QUOTED PASSAGE START

Three Surrey alumni have each received $30,000-scholarships from the Cmolik Foundation, the school district says.
Frank Hurt Secondary graduates, Chadni Khondoker and Alissa Hewton, and Elgin Park Secondary graduate Rachel McLellan-Carich were recently awarded the scholarships to pursue graduate studies in their fields of study, according to a release from the Surrey school district.
Khondoker, the district says, is an award-winning graduate of the University of B.C.’s bachelor of science program with distinction, is pursuing a doctorate of medicine as part of “a passion for health advocacy to empower vulnerable populations, eliminate health barriers and create inclusive communities.”
The district notes she is involved in women’s reproductive health research as well as leadership roles with various community organizations.
“The past few years have challenged me to think critically about issues that exist in my community and more importantly how I plan to be part of the solutions,” said Khondoker in a statement. “A degree in medicine will allow me to tend to the health of my community through eliminating health barriers, reducing suffering, and promoting wellness.”
Meantime, the district says Hewton plans to complete her master of science in speech-language pathology, with a goal of attaining a Ph.D.
“I plan to continue on to Ph.D. studies with hopes of creating more research opportunities and possibilities of opening more graduate programs within more universities in Canada,” said Hewton, a recent Simon Fraser University graduate, with a bachelor of arts in psychology and linguistics and a certificate in speech sciences.
For McLellan-Carich, she plans to further her bachelor of arts in psychology with a master of science degree in pharmacology from UBC.
The district says McLellan-Carich is interested in studying “the impact of neuropharmacology, epidemiology and patient safety in vulnerable populations to improve patient quality of life.
“She is also passionate about understanding the neuroscience of resilience, and how a person’s unique genetic makeup influences an individual’s response to medications and treatments.”

QUOTED PASSAGE END
DATA START

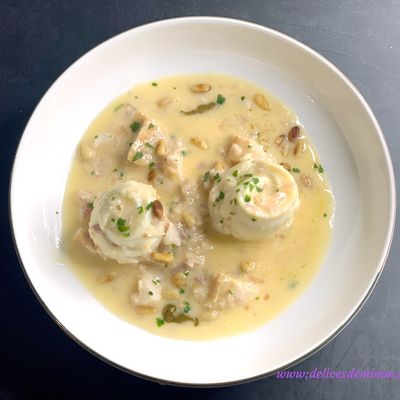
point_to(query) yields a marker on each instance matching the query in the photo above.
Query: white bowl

DATA END

## TASK A:
Answer these questions about the Surrey scholarship article, one answer per line:
(i) How much did each scholarship amount to?
(ii) Which university did Hewton recently graduate from?
(iii) What degree does McLellan-Carich plan to pursue at UBC?
## TASK B:
Reproduce the Surrey scholarship article word for word, between "Frank Hurt Secondary" and "various community organizations.", inclusive.

## FINAL ANSWER A:
(i) $30,000
(ii) Simon Fraser University
(iii) A master of science degree in pharmacology

## FINAL ANSWER B:
Frank Hurt Secondary graduates, Chadni Khondoker and Alissa Hewton, and Elgin Park Secondary graduate Rachel McLellan-Carich were recently awarded the scholarships to pursue graduate studies in their fields of study, according to a release from the Surrey school district.
Khondoker, the district says, is an award-winning graduate of the University of B.C.’s bachelor of science program with distinction, is pursuing a doctorate of medicine as part of “a passion for health advocacy to empower vulnerable populations, eliminate health barriers and create inclusive communities.”
The district notes she is involved in women’s reproductive health research as well as leadership roles with various community organizations.